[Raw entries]

◇ ◇ ◇ ◇ ◇ ◇ ◇

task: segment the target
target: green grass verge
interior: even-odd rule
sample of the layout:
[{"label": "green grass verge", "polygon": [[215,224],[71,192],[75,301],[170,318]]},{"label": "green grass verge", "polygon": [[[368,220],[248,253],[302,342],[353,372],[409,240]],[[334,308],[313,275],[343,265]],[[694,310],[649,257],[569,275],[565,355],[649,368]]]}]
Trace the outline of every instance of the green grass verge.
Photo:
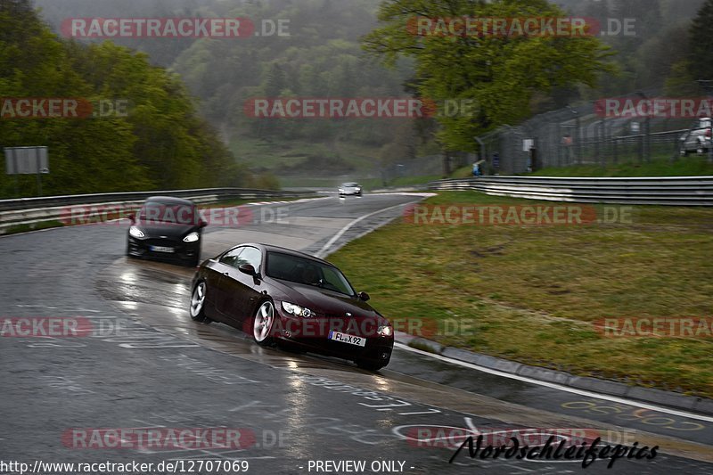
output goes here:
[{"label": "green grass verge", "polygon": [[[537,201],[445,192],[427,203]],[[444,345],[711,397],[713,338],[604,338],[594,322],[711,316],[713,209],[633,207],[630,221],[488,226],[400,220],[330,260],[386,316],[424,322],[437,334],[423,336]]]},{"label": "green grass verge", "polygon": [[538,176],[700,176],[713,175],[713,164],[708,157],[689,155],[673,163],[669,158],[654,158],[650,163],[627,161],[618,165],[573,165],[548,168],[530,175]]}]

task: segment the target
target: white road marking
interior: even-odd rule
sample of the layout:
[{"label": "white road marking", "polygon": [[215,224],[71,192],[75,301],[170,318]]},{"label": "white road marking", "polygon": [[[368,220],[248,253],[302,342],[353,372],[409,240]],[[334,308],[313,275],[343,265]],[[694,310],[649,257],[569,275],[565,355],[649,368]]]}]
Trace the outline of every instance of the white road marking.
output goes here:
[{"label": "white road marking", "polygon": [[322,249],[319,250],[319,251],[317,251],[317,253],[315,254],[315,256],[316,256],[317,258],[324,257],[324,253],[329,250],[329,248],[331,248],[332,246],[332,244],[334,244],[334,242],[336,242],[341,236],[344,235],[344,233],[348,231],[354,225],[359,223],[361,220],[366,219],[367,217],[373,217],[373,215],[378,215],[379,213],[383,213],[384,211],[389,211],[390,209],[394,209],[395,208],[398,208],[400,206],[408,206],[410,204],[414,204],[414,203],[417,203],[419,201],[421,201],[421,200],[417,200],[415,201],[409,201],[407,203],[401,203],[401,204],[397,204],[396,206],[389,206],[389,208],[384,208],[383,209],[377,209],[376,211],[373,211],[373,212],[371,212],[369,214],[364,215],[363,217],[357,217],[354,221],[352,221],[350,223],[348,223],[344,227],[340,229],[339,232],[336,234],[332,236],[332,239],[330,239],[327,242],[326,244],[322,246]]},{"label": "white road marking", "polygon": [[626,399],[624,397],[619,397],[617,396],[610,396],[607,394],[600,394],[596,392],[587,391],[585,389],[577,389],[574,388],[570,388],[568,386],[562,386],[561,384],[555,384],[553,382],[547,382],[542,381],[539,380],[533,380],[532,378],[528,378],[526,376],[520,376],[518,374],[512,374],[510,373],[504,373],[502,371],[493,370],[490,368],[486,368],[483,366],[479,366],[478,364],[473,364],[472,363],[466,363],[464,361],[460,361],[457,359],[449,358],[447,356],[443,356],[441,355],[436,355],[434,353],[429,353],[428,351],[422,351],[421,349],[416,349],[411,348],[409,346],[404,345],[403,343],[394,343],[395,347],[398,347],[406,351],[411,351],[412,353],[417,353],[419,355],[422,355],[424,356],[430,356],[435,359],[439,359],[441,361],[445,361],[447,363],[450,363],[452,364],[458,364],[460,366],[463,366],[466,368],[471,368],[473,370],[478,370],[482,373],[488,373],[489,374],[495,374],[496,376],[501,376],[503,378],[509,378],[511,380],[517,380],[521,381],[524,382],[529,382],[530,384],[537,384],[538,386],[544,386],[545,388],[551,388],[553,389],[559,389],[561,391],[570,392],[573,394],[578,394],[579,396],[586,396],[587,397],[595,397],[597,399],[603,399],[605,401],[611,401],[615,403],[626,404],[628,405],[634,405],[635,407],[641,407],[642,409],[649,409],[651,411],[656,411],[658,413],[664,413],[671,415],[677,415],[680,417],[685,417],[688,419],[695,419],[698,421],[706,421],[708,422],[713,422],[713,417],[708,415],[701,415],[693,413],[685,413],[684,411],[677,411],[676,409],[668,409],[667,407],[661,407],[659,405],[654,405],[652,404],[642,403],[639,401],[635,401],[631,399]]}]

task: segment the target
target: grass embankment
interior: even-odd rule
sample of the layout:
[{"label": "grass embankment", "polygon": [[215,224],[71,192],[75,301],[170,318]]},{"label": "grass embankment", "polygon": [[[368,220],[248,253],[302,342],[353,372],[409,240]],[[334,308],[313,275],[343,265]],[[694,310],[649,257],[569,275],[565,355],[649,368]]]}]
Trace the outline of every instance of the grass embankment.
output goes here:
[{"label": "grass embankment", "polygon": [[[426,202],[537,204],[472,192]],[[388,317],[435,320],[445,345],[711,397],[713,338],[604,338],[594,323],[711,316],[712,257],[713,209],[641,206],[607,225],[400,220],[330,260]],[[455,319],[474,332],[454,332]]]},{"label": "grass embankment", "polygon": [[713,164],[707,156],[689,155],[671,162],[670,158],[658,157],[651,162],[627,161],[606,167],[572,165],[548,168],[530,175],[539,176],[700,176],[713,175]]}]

◇ ◇ ◇ ◇ ◇ ◇ ◇

*Challenge:* Copy every entry above word for word, leaving the pictures out.

*Reply to the exercise:*
task: segment the target
target: green grass verge
interior: even-odd rule
sample of the layout:
[{"label": "green grass verge", "polygon": [[215,224],[71,192],[75,301],[170,318]]},{"label": "green grass verge", "polygon": [[[368,220],[248,253],[302,342],[353,372],[409,240]],[[334,308],[313,275],[343,265]],[[694,310],[649,257],[569,275],[565,355],[649,368]]]}]
Trace the outline of every instance of the green grass verge.
Photo:
output goes here:
[{"label": "green grass verge", "polygon": [[[537,201],[445,192],[427,203]],[[444,345],[711,397],[713,338],[604,338],[594,322],[711,316],[713,209],[633,207],[630,221],[488,226],[400,220],[330,260],[386,316],[424,322],[437,334],[423,336]]]},{"label": "green grass verge", "polygon": [[538,176],[700,176],[713,175],[713,164],[708,157],[689,155],[673,163],[669,158],[654,158],[650,163],[627,161],[618,165],[573,165],[548,168],[530,175]]}]

task: segment the target
target: white road marking
interior: even-odd rule
sample of the layout:
[{"label": "white road marking", "polygon": [[215,224],[71,192],[75,301],[170,318]]},{"label": "white road marking", "polygon": [[[368,220],[248,253],[302,342],[353,372],[409,240]],[[334,308],[313,275],[343,265]],[[694,310],[649,257],[569,275],[565,355],[649,368]]]}]
Trace the outline of every instance of the white road marking.
output goes here:
[{"label": "white road marking", "polygon": [[322,249],[319,250],[319,251],[317,251],[317,253],[315,254],[315,256],[316,256],[317,258],[324,257],[324,253],[329,250],[329,248],[331,248],[332,246],[332,244],[334,244],[334,242],[336,242],[341,236],[344,235],[344,233],[348,231],[354,225],[359,223],[361,220],[366,219],[367,217],[373,217],[373,215],[378,215],[379,213],[383,213],[384,211],[389,211],[390,209],[394,209],[395,208],[398,208],[400,206],[408,206],[410,204],[414,204],[414,203],[417,203],[419,201],[421,201],[421,200],[417,200],[415,201],[409,201],[407,203],[401,203],[401,204],[397,204],[396,206],[389,206],[389,208],[384,208],[383,209],[377,209],[376,211],[373,211],[373,212],[371,212],[369,214],[364,215],[363,217],[357,217],[354,221],[352,221],[350,223],[348,223],[344,227],[340,229],[339,232],[336,234],[332,236],[332,239],[330,239],[327,242],[326,244],[322,246]]},{"label": "white road marking", "polygon": [[626,399],[624,397],[619,397],[617,396],[610,396],[607,394],[600,394],[596,392],[587,391],[585,389],[577,389],[574,388],[570,388],[568,386],[562,386],[561,384],[555,384],[553,382],[547,382],[542,381],[539,380],[533,380],[532,378],[528,378],[526,376],[520,376],[518,374],[512,374],[510,373],[504,373],[502,371],[493,370],[490,368],[486,368],[483,366],[479,366],[478,364],[473,364],[472,363],[466,363],[464,361],[460,361],[457,359],[449,358],[447,356],[443,356],[441,355],[436,355],[434,353],[429,353],[428,351],[422,351],[421,349],[416,349],[411,348],[409,346],[404,345],[403,343],[394,343],[395,347],[398,347],[406,351],[411,351],[412,353],[417,353],[419,355],[422,355],[424,356],[430,356],[435,359],[439,359],[441,361],[445,361],[447,363],[450,363],[452,364],[458,364],[460,366],[463,366],[466,368],[471,368],[473,370],[478,370],[482,373],[488,373],[489,374],[495,374],[496,376],[501,376],[503,378],[509,378],[511,380],[517,380],[521,381],[524,382],[529,382],[530,384],[537,384],[538,386],[544,386],[545,388],[551,388],[553,389],[559,389],[561,391],[570,392],[573,394],[578,394],[579,396],[586,396],[587,397],[595,397],[597,399],[603,399],[605,401],[611,401],[615,403],[626,404],[628,405],[634,405],[635,407],[641,407],[642,409],[649,409],[651,411],[656,411],[658,413],[664,413],[671,415],[677,415],[680,417],[685,417],[688,419],[695,419],[698,421],[706,421],[708,422],[713,422],[713,417],[708,415],[701,415],[693,413],[685,413],[684,411],[677,411],[676,409],[668,409],[667,407],[661,407],[659,405],[654,405],[652,404],[642,403],[639,401],[635,401],[631,399]]}]

task: segment the target
target: grass embankment
interior: even-odd rule
sample of the layout:
[{"label": "grass embankment", "polygon": [[215,224],[71,192],[75,301],[170,318]]},{"label": "grass embankment", "polygon": [[[368,220],[248,253],[302,342],[353,372],[409,240]],[[334,308],[313,275],[343,265]],[[694,310],[649,257],[569,275],[565,355],[649,368]]]}]
Trace the outline of every instance of the grass embankment.
output goes here:
[{"label": "grass embankment", "polygon": [[[426,202],[537,204],[472,192]],[[388,317],[435,320],[445,345],[711,397],[713,338],[604,338],[594,323],[711,316],[712,257],[713,209],[641,206],[607,225],[400,220],[330,260]],[[455,319],[474,332],[454,332]]]},{"label": "grass embankment", "polygon": [[713,164],[707,156],[689,155],[671,162],[670,158],[658,157],[651,162],[627,161],[606,167],[572,165],[548,168],[530,175],[539,176],[700,176],[713,175]]}]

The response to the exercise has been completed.